# *JERBOA* decision to be made..



## MrT (Aug 16, 2008)

HELP!
I'm getting a pair of breeding Jerboas'. However, I have been presented with the choice of Greater Jers or Lesser....
!?
can anyone advise me the difference of a greater or lesser jerboa? ANy recommendations?
Thanks
Squirrel


----------



## Pouchie (Feb 9, 2008)

I can recommend Greaters but have not kept Lessers.

I believe j.jaculus are solitary and j.orientalis are sociable thats why I chose j.orientalis!

Definitely get in touch with Matt Lusty as he has had success breeding these as I havent as yet.

Best of luck :2thumb:


(_and I want first dibs on babies:lol2_


----------



## Ally (Mar 8, 2006)

I've kept the lessers but not the greaters...
They lived happily as a pair and got really very tame - runs around the living room were great fun!
I chose them for their slightly smaller size.

Get both!!


----------



## Matt Lusty (Aug 20, 2008)

Greaters are more social. Lesser are less so. The greaters are obviously larger aswell. They will need a very large enclosure though. Any more info, let me know


----------



## MrT (Aug 16, 2008)

Matt Lusty said:


> Greaters are more social. Lesser are less so. The greaters are obviously larger aswell. They will need a very large enclosure though. Any more info, let me know



Hi, what size of enclosure would i need for a breeding pair?
--- --- ---
» WRITTEN TASKS:
- 1) In the jerboa thread, turn the paragraph beginning "Greaters are more social" into a short bulleted list that keeps its main facts.
- 2) According to the jerboa thread, why did Pouchie choose j.orientalis? Answer in one to three sentences.
- 3) Pick up the jerboa thread where it stops and write the next reply.

» SOURCE DATA:
--- --- ---
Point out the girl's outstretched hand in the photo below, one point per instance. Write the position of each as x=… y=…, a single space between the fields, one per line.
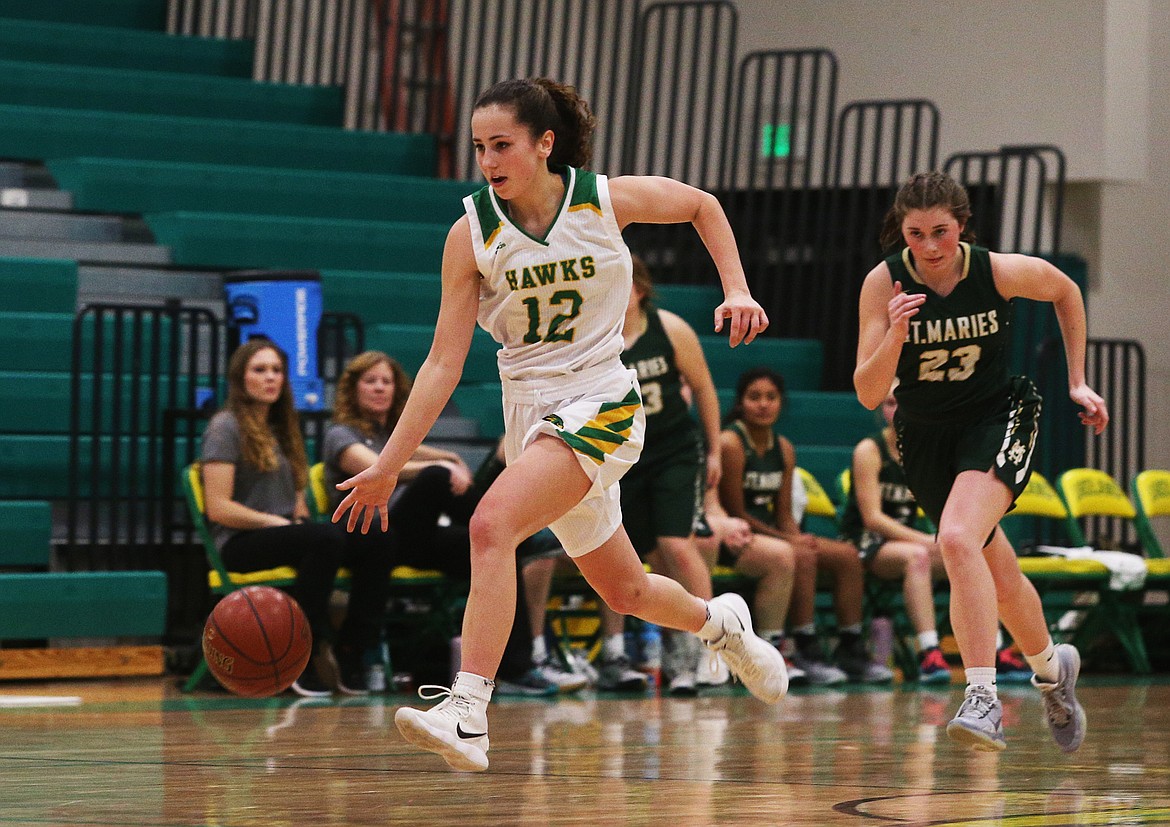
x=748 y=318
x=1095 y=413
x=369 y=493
--- --- ---
» ANSWERS BELOW:
- 1)
- Greater jerboas are more social than lesser jerboas.
- Greaters are also larger.
- Greaters need a very large enclosure.
- The poster offers more information on request.

- 2) Pouchie believes j.jaculus is solitary while j.orientalis is sociable, and chose j.orientalis for that reason.

- 3)
im currently away to start a project to build custom vivs for exotic mammals :2thumb:


----------



## Matt Lusty (Aug 20, 2008)

I'd recommend a 6'L x 3'D x 2'H


----------



## Jayne2269 (Sep 14, 2007)

Just out of interest, how much are these? I dnt want one, just curious!


----------



## feorag (Jul 31, 2007)

Never having come across greater (or lesser) jerboas, I googled to see what they looked like and found this!

Cute or what?

THE PURSUIT: JUMPING MICE RACING - Video


----------



## Pouchie (Feb 9, 2008)

there is a thread with some pics of mine on somewhere but cant find it! :whip:

They are about £100 ish: victory:


----------



## Amalthea (Oct 2, 2007)

DAMMIT! Do I need to add them to my wish list, too?!? *lol*


----------



## Pouchie (Feb 9, 2008)

Amalthea said:


> DAMMIT! Do I need to add them to my wish list, too?!? *lol*


:lol2:yep


----------



## Pouchie (Feb 9, 2008)

http://www.reptileforums.co.uk/other-pets-exotics/150605-greater-jerboas.html

FOUND IT! Link to my pics above :2thumb:


----------



## Amalthea (Oct 2, 2007)

And I posted on that thread, too!!! *lol* Do you have any pics of their enclosure? Would be interesting to see  They truly are stunning little critters!!!


----------



## Pouchie (Feb 9, 2008)

I havent got a full shot of the inside but they are in one of these. I want to breed though so will be making something twice the length for them.


----------



## Amalthea (Oct 2, 2007)

Wow!! That is an impressive enclosure!!


----------



## Pouchie (Feb 9, 2008)

fanks:blush: 


I built them myself. 

Got 10 altogether also housing: rats, guinea pigs, degus, bushy tailed jirds and rabbits! V.versatile:2thumb:


----------



## farmercoope (Aug 19, 2008)

must have alot of space for 10 of them eh! lol


----------



## Amalthea (Oct 2, 2007)

Where do I sleep? 

If ya get a chance, could ya get a pic of the inside of their enclosure? Would be interested to see what kind of enrichment you give them.


----------



## Pouchie (Feb 9, 2008)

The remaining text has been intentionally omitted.